## Exercise passage
########################################
I spent my white collar years feeling invisible, vulnerable, and perpetually anxious, waiting for the other shoe to drop. It did, mostly on my head.
Time has brought some wisdom. One day, in total despair,  I found myself asking why I had to do all these things to get people to like me just so I could like myself. Why couldn't I skip all that achievement stuff and simply like myself? It was the start of the journey that brought me here.
Along the way I discovered that I had a natural talent for the mechanical trades. The basis of my life changed from external to internal validation. I'm very good at what I do. I am homo habilis rex. I have more work than I want. A while back an old high school friend made this logo for me.


 
 I'm not over it by any means. The challenge of my writer's life is trying to keep it from triggering a relapse into my fame and fortune seeking mode. When I got my first book contract, I saw myself being interviewed by Charlie Rose. Thankfully, I can look at the Playboy now without recrimination.  Would you mind passing the doughnuts?
########################################
## Given records
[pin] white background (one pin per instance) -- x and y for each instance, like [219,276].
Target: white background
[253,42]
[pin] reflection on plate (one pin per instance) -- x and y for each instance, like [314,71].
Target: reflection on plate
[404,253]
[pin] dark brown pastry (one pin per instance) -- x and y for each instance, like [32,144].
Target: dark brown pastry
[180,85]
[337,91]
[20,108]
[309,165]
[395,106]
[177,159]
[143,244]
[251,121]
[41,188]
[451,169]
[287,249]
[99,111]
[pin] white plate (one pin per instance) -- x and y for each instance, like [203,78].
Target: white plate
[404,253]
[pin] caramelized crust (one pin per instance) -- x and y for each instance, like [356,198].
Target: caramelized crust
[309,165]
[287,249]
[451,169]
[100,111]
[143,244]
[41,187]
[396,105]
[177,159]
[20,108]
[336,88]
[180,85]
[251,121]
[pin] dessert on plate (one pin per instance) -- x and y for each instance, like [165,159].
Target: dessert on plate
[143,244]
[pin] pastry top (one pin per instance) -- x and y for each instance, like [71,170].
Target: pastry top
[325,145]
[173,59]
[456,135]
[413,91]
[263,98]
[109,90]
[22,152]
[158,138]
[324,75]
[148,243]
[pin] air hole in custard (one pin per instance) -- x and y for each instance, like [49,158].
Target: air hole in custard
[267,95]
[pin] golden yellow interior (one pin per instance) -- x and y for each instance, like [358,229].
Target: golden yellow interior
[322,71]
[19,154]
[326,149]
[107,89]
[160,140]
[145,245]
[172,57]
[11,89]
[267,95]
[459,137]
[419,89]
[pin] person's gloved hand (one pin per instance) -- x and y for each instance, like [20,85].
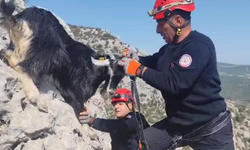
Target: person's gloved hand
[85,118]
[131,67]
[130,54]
########################################
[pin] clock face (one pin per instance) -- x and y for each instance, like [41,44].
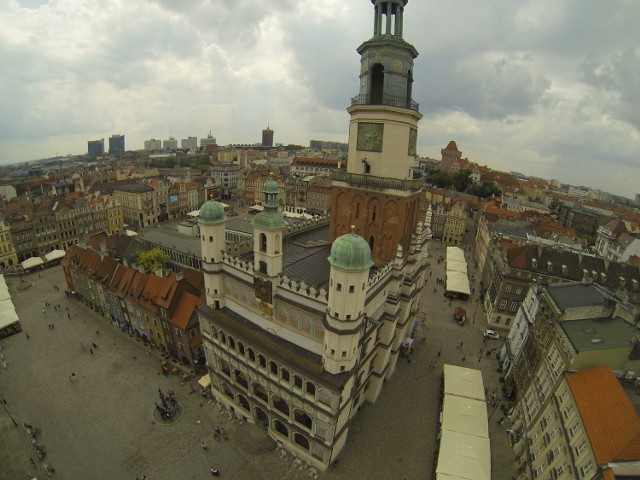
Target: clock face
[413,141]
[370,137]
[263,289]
########################################
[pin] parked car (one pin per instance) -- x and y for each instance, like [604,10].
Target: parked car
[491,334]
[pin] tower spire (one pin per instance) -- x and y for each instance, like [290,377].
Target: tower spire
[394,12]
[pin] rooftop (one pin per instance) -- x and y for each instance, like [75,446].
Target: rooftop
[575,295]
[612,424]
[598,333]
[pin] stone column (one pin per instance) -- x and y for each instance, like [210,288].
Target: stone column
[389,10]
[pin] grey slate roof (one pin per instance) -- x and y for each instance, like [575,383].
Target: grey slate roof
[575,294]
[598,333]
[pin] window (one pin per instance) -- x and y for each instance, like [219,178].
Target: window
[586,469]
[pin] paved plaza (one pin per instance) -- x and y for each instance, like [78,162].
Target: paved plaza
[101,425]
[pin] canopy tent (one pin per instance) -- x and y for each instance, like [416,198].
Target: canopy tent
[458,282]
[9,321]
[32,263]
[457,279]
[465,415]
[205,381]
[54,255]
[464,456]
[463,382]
########################################
## What you will do
• A. Answer these questions from the essay on moving from external to internal validation, using one line for each answer:
(i) For what did the writer discover a natural talent?
(ii) Who made the logo for the writer?
(iii) By whom did the writer imagine being interviewed after receiving a first book contract?
• B. Carry the essay on moving from external to internal validation forward, beginning after its final sentence.

## Results
• A.
(i) The mechanical trades
(ii) An old high school friend
(iii) Charlie Rose

• B.
20 comments:

  1. A heartfelt post, Spencer. It's good to be honest with oneself. I was never very good at sports, but I could dance. That was my way into an 'in' clique in high school. It enabled me to get close to girls, for god's sakes! Not all of it was the fast dances; there was always the 'grind'. Come to think I lost some girls that way too, but I did get slapped in the face to even things up. :>( And there were those other times when the girl ground right back. :>) Yum.

    The trick is:
    Determine what you're good at, or what you enjoy doing so much you'd do it without pay. Then figure a way to make money at it. Since I can't really afford to pursue a hobby in the depth I'd want to pursue it, I've always tried to turn my hobbies into enterprises, much as you are doing with your inventions. Any bites on your barbecue, BTW?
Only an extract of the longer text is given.